··· Data supplied ···

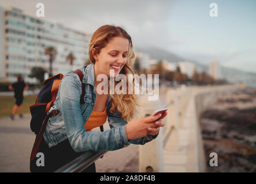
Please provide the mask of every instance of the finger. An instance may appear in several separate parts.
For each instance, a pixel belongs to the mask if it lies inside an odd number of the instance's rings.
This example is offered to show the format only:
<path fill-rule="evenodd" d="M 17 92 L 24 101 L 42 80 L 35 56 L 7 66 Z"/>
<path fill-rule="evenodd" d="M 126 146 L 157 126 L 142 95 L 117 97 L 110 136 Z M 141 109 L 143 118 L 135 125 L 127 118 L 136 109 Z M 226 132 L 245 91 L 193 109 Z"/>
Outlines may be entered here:
<path fill-rule="evenodd" d="M 144 120 L 145 121 L 145 122 L 151 122 L 155 121 L 155 120 L 159 119 L 161 116 L 162 114 L 159 114 L 157 116 L 150 116 L 147 117 L 144 117 Z"/>
<path fill-rule="evenodd" d="M 162 120 L 158 120 L 155 122 L 155 125 L 157 125 L 158 126 L 164 126 L 165 124 L 162 122 Z"/>
<path fill-rule="evenodd" d="M 164 114 L 162 116 L 162 117 L 161 117 L 161 119 L 164 119 L 164 118 L 165 116 L 167 116 L 167 114 L 168 114 L 167 112 L 165 112 L 164 113 Z"/>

···

> _Requirement_:
Please quote the entire listing above word for word, leaving out the picture.

> _Response for this exercise_:
Please provide the mask of every instance of the finger. An instance may appear in several separate parts.
For each instance, a pixel belongs to the mask if it lies inside an odd number of the instance's rings.
This example is offered to show the format only:
<path fill-rule="evenodd" d="M 17 92 L 24 101 L 42 80 L 35 56 L 7 66 Z"/>
<path fill-rule="evenodd" d="M 126 146 L 157 126 L 142 95 L 117 97 L 110 136 Z M 141 109 L 143 118 L 135 125 L 127 118 L 136 109 Z M 226 132 L 245 91 L 193 109 Z"/>
Outlines may be entered here:
<path fill-rule="evenodd" d="M 144 120 L 145 121 L 145 122 L 151 122 L 155 121 L 155 120 L 159 119 L 161 116 L 162 114 L 159 114 L 157 116 L 150 116 L 147 117 L 144 117 Z"/>
<path fill-rule="evenodd" d="M 162 120 L 158 120 L 155 122 L 155 125 L 157 125 L 158 126 L 164 126 L 165 124 L 162 122 Z"/>
<path fill-rule="evenodd" d="M 164 114 L 162 116 L 162 117 L 161 117 L 161 119 L 164 119 L 164 118 L 165 116 L 167 116 L 167 114 L 168 114 L 167 112 L 165 112 L 164 113 Z"/>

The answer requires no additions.